Quoted passage section start

Kokua Hospitality is a boutique hotel management company with an emphasis on the spirit of West Coast hospitality, loyalty, innovation, and how to tell whether new tech is worth the higher price tag – especially when the future of technology is moving away from an “in your face” approach. Here, Kirk Pederson, president of Kokua Hospitality, discusses how technology is changing and some of the frustrations present between management companies and brands when it comes to implementing new technology.
HT: You’ve said before that technology is moving away from an “in your face” approach. What you mean by that and tell us why you think it’s occurring?
PEDERSON: People want their technology to be seamless. Simply bragging about how great you are technologically doesn’t get you mileage with guests. Let’s talk mirroring a device on a TV, for instance. If it’s easy to connect your phone and your accounts and actually feel like you’re getting the experience you’d get in your own homes (or better) – that’s what a guest wants. They don’t want to have to do more work for a lesser experience. It’s also about what is expected. Take keyless entry into a room. That’s no longer a novelty and in three years, it’s going to be expected at every hotel. And there’s no worming your way out of that kind of technological advancement in hospitality.
HT: As the industry becomes more advanced and diverse, are these technologies more likely to start building upon one another rather than replacing each other?
PEDERSON: That’s definitely part of it. Consider the phenomenon a few years back of Marriott offering free Wi-Fi and how impactful that was. Now, in 2019, you might not be driving business with your free Wi-Fi amenity, but you will be losing business if you don’t have it. Because of that, hotels have to consider things that have been a seemingly permanent structure in guest rooms for a long time. Things like cable are going to be obsolete in hotel rooms in the near future, so we always need to figure out what comes next. There’s always going to be a different way to do things, and we might not know what it is before everyone else, but the one thing that isn’t going to change is that it’s going to cost money. If we want to be on top of the game and be the first to invest in the next big thing, we need to start analyzing our FFE dollars and where they’re going. Even with a rapidly changing sector like technology, it’s about the long game.

Quoted passage section end
Data supplied section start

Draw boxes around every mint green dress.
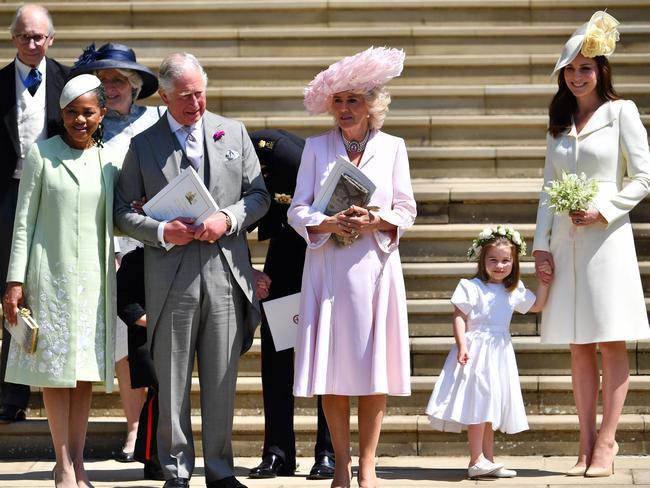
[5,136,121,389]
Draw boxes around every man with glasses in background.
[0,4,69,423]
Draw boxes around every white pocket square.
[226,149,239,161]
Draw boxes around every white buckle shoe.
[467,459,503,479]
[490,468,517,478]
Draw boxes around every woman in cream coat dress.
[533,12,650,477]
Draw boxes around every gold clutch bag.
[5,308,38,354]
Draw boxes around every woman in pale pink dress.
[288,48,416,487]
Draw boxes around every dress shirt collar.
[15,56,46,83]
[167,110,203,140]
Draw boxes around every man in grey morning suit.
[115,53,270,488]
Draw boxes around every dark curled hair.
[92,85,106,147]
[474,236,520,292]
[548,56,621,137]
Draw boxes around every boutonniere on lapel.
[226,149,239,161]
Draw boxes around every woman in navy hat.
[72,42,165,467]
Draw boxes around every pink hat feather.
[303,47,406,115]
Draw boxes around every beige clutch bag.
[5,308,38,354]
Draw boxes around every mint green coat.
[5,136,122,391]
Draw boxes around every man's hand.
[194,212,228,242]
[253,268,271,300]
[456,344,469,366]
[163,217,195,246]
[2,281,25,325]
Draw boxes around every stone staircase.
[0,0,650,457]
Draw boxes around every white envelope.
[262,293,300,351]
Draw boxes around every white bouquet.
[544,172,598,213]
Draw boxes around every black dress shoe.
[0,405,26,424]
[206,476,247,488]
[163,478,190,488]
[307,455,335,480]
[115,449,135,463]
[144,459,165,481]
[248,454,295,478]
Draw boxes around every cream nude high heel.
[565,464,587,476]
[585,441,618,478]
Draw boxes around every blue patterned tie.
[182,126,203,171]
[25,68,43,96]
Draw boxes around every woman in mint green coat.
[4,75,122,487]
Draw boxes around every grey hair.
[158,53,208,93]
[362,86,390,130]
[9,3,54,36]
[93,68,143,102]
[329,86,390,130]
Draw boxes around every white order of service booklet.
[142,166,219,250]
[262,293,300,351]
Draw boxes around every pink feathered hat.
[303,47,406,115]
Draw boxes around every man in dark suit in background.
[0,4,69,423]
[250,129,334,479]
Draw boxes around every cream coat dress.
[533,100,650,344]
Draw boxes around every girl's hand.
[340,205,381,234]
[2,281,25,325]
[539,261,553,277]
[533,251,555,285]
[456,345,469,366]
[569,207,607,227]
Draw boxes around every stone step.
[7,0,649,27]
[126,83,650,118]
[239,336,650,376]
[0,53,636,87]
[59,53,650,87]
[230,113,650,147]
[248,220,650,265]
[0,23,650,58]
[402,261,650,299]
[411,336,650,376]
[0,414,650,459]
[413,178,650,224]
[394,145,546,178]
[17,375,650,418]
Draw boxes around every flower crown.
[467,225,526,261]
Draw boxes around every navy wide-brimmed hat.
[72,42,158,99]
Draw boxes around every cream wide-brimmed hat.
[551,10,620,76]
[59,74,102,109]
[303,47,406,115]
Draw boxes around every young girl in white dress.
[426,225,552,478]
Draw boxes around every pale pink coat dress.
[288,129,416,396]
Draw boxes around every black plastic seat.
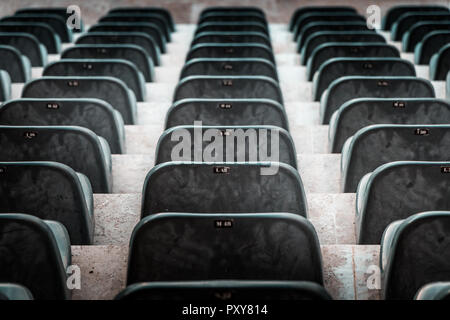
[22,76,137,124]
[313,58,416,101]
[329,98,450,153]
[0,214,71,300]
[165,99,289,130]
[173,76,283,104]
[356,161,450,244]
[180,58,278,81]
[341,124,450,192]
[116,280,331,302]
[127,213,323,285]
[141,162,308,218]
[0,32,47,67]
[306,42,400,81]
[0,126,112,193]
[0,162,94,245]
[0,98,125,154]
[42,59,147,101]
[380,211,450,300]
[155,124,297,168]
[320,76,435,124]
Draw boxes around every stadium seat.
[141,162,308,218]
[180,58,278,81]
[127,213,323,285]
[341,124,450,192]
[356,161,450,244]
[329,98,450,153]
[155,124,297,168]
[0,32,47,67]
[116,280,331,302]
[0,162,94,245]
[42,59,147,101]
[173,76,283,104]
[380,211,450,300]
[0,214,72,300]
[22,76,137,124]
[0,98,125,154]
[320,76,435,124]
[0,126,112,193]
[165,99,289,130]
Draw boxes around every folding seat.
[0,22,61,53]
[180,58,278,81]
[0,283,33,300]
[0,162,94,245]
[165,99,289,130]
[329,98,450,153]
[89,22,166,53]
[43,59,147,101]
[289,6,356,32]
[0,214,72,300]
[380,211,450,300]
[155,124,297,168]
[320,76,435,124]
[0,45,31,83]
[341,124,450,192]
[0,126,112,193]
[415,282,450,300]
[430,43,450,81]
[173,76,283,104]
[22,76,136,124]
[313,58,416,101]
[0,32,47,67]
[414,30,450,64]
[116,280,331,302]
[186,43,275,63]
[0,14,72,43]
[141,162,308,218]
[391,11,450,41]
[402,19,450,52]
[127,213,323,285]
[301,30,386,65]
[382,5,449,31]
[76,32,161,68]
[191,32,272,47]
[0,98,125,154]
[356,161,450,244]
[306,42,400,81]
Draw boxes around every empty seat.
[313,58,416,101]
[180,58,278,81]
[329,98,450,153]
[341,124,450,192]
[320,76,435,124]
[0,22,61,53]
[0,98,125,153]
[155,124,297,168]
[380,211,450,300]
[0,45,31,83]
[141,162,308,218]
[0,162,94,245]
[0,32,47,67]
[165,99,288,130]
[127,213,323,285]
[430,43,450,81]
[306,42,400,81]
[43,59,147,101]
[22,76,136,124]
[173,76,283,104]
[0,214,72,300]
[356,161,450,244]
[116,280,331,302]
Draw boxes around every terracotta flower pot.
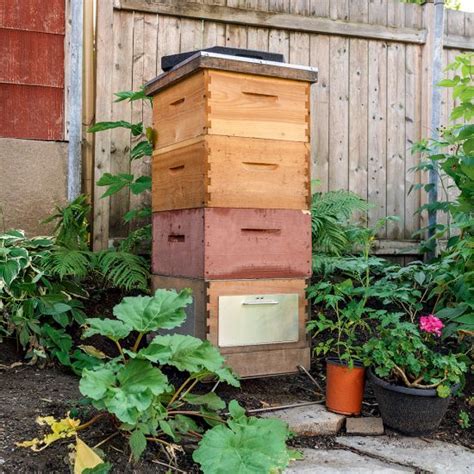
[326,357,365,415]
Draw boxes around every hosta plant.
[79,290,239,459]
[0,230,93,365]
[363,314,468,398]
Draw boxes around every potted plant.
[363,314,467,436]
[308,279,369,415]
[308,217,392,415]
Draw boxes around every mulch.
[0,286,474,474]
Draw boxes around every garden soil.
[0,341,474,474]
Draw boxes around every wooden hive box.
[153,275,310,377]
[152,208,311,280]
[145,52,317,212]
[152,135,311,212]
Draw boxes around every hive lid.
[145,51,318,95]
[161,46,285,72]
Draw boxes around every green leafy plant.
[0,230,87,360]
[193,400,301,474]
[413,53,474,336]
[79,290,239,459]
[88,88,156,252]
[458,410,471,430]
[307,219,396,367]
[311,190,368,255]
[44,195,149,291]
[363,313,467,398]
[0,196,149,373]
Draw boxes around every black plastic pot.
[367,370,451,436]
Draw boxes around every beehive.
[152,208,311,280]
[152,275,310,377]
[152,135,310,212]
[146,52,316,377]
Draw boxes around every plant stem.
[168,375,193,407]
[76,413,106,431]
[93,431,120,449]
[145,437,173,448]
[168,410,224,423]
[114,341,127,362]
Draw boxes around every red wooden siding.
[0,0,65,140]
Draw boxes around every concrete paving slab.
[336,436,474,474]
[262,405,345,436]
[346,416,384,436]
[285,449,415,474]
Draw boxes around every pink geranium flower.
[420,314,444,337]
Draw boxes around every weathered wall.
[94,0,474,253]
[0,0,65,140]
[0,138,67,235]
[0,0,67,235]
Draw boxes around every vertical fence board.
[92,0,114,250]
[404,45,421,239]
[349,0,369,23]
[369,0,388,25]
[179,18,204,52]
[387,43,405,240]
[310,35,330,192]
[202,21,225,48]
[329,37,349,190]
[110,12,133,237]
[310,0,329,18]
[349,39,368,206]
[367,41,387,234]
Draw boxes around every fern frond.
[311,190,369,255]
[43,247,91,279]
[95,250,149,290]
[311,189,369,220]
[120,224,152,253]
[43,194,91,249]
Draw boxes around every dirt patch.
[0,341,474,474]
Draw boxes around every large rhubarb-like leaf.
[193,400,299,474]
[114,289,192,333]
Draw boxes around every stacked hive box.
[146,52,317,377]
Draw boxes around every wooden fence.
[90,0,474,254]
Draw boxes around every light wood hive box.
[146,56,316,212]
[145,53,317,377]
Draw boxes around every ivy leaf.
[114,289,192,333]
[81,462,113,474]
[436,385,451,398]
[87,120,132,133]
[128,430,146,461]
[130,140,153,161]
[82,318,132,341]
[144,334,224,374]
[193,401,292,474]
[183,392,225,410]
[97,173,133,198]
[130,176,151,194]
[87,120,143,136]
[79,367,115,400]
[114,87,151,102]
[104,359,169,425]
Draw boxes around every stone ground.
[265,405,474,474]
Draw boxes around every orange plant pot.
[326,358,365,415]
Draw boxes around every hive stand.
[145,52,317,377]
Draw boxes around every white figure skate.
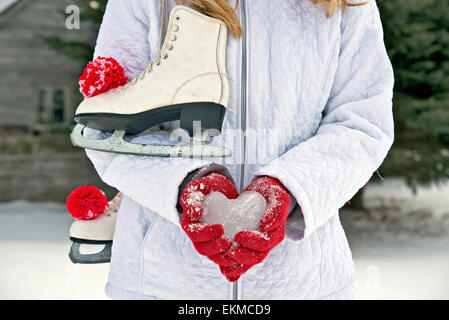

Data supplied section end

__To do__
Copy out the entire interview about hotel technology above, word for word.

__Answer box__
Kokua Hospitality is a boutique hotel management company with an emphasis on the spirit of West Coast hospitality, loyalty, innovation, and how to tell whether new tech is worth the higher price tag – especially when the future of technology is moving away from an “in your face” approach. Here, Kirk Pederson, president of Kokua Hospitality, discusses how technology is changing and some of the frustrations present between management companies and brands when it comes to implementing new technology.
HT: You’ve said before that technology is moving away from an “in your face” approach. What you mean by that and tell us why you think it’s occurring?
PEDERSON: People want their technology to be seamless. Simply bragging about how great you are technologically doesn’t get you mileage with guests. Let’s talk mirroring a device on a TV, for instance. If it’s easy to connect your phone and your accounts and actually feel like you’re getting the experience you’d get in your own homes (or better) – that’s what a guest wants. They don’t want to have to do more work for a lesser experience. It’s also about what is expected. Take keyless entry into a room. That’s no longer a novelty and in three years, it’s going to be expected at every hotel. And there’s no worming your way out of that kind of technological advancement in hospitality.
HT: As the industry becomes more advanced and diverse, are these technologies more likely to start building upon one another rather than replacing each other?
PEDERSON: That’s definitely part of it. Consider the phenomenon a few years back of Marriott offering free Wi-Fi and how impactful that was. Now, in 2019, you might not be driving business with your free Wi-Fi amenity, but you will be losing business if you don’t have it. Because of that, hotels have to consider things that have been a seemingly permanent structure in guest rooms for a long time. Things like cable are going to be obsolete in hotel rooms in the near future, so we always need to figure out what comes next. There’s always going to be a different way to do things, and we might not know what it is before everyone else, but the one thing that isn’t going to change is that it’s going to cost money. If we want to be on top of the game and be the first to invest in the next big thing, we need to start analyzing our FFE dollars and where they’re going. Even with a rapidly changing sector like technology, it’s about the long game.